Textauszug

========================================

Ich gehe davon aus, das eines von den vielen latex oder texlive Paketen fehlt.

Weiß

jemand einen Rat?

Vielen Dank

wuestiLast edited by wuesti on Fri Mar 27, 2009 9:48 pm; edited 1 time in total

----------

## mv

 *wuesti wrote:*   

> Ich gehe davon aus, das eines von den vielen latex oder texlive Paketen fehlt.

 

Nö, fehlen tut da nix, sonst käme ja eine entsprechende Fehlermeldung, dass er ein File nicht findet. Irgendwelche Versionen passen nicht zusammen. Hier konkret ist vermutlich html.sty total veraltet und versucht Interna von hyperref, o.ä. umzubiegen, die sich in den letzten 10 Jahren vermutlich geändert haben. Wozu dient das html.sty überhaupt? Sieht so aus, wie eine Hilfsdatei für tex2html, also nix was man in einem normalen Dokument benutzen sollte. Aber wenn ich mir den Rest des grauenhaften Headers mit lauter überflüssigen Befehlen anschaue, bei denen Ärger mit anderen Paketversionen vorprogrammiert ist, ist wohl einfach Lyx nichts, was man in einem normalen Dokument benutzen sollte. Da gibt es ja auch viel Besseres. preview-latex beispielsweise.

----------

## wuesti

 *Quote:*   

> Wozu dient das html.sty überhaupt?

========================================

Datenauszug
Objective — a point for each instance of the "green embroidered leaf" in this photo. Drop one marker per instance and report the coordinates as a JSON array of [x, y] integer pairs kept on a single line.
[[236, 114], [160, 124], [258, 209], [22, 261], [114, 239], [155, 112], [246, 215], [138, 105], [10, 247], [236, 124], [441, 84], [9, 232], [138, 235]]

========================================

Aufgabe 1
Welches Werkzeug nennt mv im Forumsausschnitt zum LaTeX-Problem als Beispiel für etwas Besseres als Lyx?
Aufgabe 2
Nennen Sie alle Programme, Pakete und Dateien aus dem TeX-Umfeld, die im Forumsausschnitt zum LaTeX-Problem erwähnt werden.
Aufgabe 3
Schreiben Sie den Forumsausschnitt zum LaTeX-Problem weiter, beginnend nach seinem letzten Satz.

Richtige Antwort 1
preview-latex

Richtige Antwort 2
latex, texlive, html.sty, hyperref, tex2html, Lyx, preview-latex

Richtige Antwort 3
Es stellt folgende Befehle zur Verfügung:

    * \htmladdnormallink

    * \htmladdimg

    * \htmladdnormallinkfoot 

Mit \htmladdimg habe ich im letzten Jahrzehnt etwa 1000 Bilder für meine Homepage eingebunden. Als ich anfing, konnte Latex noch nicht vernünftig mit *.jpg umgehen. BTW: Kann es das inzwischen?

 *Quote:*   

> Sieht so aus, wie eine Hilfsdatei für tex2html, also nix was man in einem normalen Dokument benutzen sollte. 

 

Richtig! Ich benutze aber latex2html.

----------

## wuesti

In einem Anfall von Wahnsinn habe ich einfach das gesamte Verzeichnis ....../html mit der html.sty von Ubuntu nach /usr/share/texmf-site/latex kopiert. 

Man glaubt es kaum, trotz verschiedener Pfade läuft latex problemlos durch.

Vielen Dank

wuesti

----------

## mv

 *wuesti wrote:*   

> Als ich anfing, konnte Latex noch nicht vernünftig mit *.jpg umgehen. BTW: Kann es das inzwischen?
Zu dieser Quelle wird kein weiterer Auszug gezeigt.